> WORK REQUIRED: How many of the lines below contain the string "pixels"? Case must match, and reply with the number alone.

> MATERIAL FOR THIS TASK:

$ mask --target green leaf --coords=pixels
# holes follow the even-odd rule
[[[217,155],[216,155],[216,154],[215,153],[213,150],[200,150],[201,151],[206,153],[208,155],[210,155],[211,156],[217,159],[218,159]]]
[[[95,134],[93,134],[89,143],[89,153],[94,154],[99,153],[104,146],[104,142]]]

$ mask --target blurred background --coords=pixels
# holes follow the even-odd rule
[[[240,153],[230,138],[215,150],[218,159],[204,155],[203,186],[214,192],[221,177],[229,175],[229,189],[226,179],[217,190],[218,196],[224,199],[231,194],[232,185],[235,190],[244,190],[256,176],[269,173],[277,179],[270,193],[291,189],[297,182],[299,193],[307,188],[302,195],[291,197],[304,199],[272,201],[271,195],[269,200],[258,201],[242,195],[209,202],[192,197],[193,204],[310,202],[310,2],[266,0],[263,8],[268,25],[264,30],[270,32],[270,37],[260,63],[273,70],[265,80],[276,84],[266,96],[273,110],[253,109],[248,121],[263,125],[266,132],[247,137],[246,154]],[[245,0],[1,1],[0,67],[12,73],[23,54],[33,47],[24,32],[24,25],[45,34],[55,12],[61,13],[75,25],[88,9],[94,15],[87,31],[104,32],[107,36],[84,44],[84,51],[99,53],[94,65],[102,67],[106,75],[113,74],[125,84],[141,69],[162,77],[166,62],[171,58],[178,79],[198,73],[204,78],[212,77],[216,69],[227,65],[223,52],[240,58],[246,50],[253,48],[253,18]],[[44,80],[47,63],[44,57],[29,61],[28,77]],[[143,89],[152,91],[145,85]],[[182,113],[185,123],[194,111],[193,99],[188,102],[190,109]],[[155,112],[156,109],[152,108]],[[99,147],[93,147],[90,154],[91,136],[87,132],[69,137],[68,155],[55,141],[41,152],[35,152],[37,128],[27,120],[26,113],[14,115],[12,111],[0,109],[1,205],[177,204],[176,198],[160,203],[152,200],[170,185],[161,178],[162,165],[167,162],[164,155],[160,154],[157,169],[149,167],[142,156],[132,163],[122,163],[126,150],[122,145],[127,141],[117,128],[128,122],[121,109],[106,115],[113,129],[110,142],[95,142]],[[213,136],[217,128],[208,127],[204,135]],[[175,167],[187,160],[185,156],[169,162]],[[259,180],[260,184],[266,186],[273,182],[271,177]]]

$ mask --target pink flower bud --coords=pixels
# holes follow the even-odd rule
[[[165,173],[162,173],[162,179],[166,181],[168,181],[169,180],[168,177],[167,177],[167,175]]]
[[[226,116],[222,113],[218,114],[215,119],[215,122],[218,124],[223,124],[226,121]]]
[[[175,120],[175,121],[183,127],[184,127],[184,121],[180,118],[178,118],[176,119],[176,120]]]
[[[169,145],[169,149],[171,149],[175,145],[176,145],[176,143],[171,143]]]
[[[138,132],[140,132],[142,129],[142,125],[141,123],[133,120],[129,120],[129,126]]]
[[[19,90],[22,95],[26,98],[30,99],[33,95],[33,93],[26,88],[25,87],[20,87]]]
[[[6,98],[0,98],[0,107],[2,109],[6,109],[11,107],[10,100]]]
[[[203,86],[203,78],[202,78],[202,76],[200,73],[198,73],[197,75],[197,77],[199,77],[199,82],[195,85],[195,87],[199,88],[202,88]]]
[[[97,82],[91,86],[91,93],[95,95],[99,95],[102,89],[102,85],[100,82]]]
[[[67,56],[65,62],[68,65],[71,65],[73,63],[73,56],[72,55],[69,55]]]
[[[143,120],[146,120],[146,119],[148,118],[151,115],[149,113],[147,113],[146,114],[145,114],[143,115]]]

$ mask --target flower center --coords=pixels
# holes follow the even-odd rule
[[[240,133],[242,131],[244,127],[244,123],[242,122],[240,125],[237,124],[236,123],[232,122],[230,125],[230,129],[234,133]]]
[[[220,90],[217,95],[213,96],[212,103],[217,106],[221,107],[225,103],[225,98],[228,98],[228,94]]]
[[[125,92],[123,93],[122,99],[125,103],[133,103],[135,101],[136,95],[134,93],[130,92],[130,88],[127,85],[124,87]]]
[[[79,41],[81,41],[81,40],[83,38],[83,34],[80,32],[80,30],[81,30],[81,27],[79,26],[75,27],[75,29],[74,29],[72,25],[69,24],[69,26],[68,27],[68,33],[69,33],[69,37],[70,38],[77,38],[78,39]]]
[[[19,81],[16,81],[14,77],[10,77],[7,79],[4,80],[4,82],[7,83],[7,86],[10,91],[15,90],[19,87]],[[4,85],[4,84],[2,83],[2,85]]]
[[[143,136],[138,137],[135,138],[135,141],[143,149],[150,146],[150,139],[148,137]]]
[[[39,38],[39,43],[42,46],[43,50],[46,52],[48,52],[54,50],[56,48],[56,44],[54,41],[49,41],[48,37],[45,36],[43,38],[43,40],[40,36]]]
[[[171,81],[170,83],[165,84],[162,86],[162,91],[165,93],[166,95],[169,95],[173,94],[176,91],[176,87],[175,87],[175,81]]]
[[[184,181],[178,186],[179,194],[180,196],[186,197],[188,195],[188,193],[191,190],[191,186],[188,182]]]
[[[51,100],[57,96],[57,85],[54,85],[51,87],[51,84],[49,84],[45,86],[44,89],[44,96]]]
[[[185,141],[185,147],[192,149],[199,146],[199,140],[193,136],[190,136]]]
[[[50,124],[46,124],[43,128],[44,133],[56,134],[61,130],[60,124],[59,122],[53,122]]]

> ANSWER TO THIS TASK: 4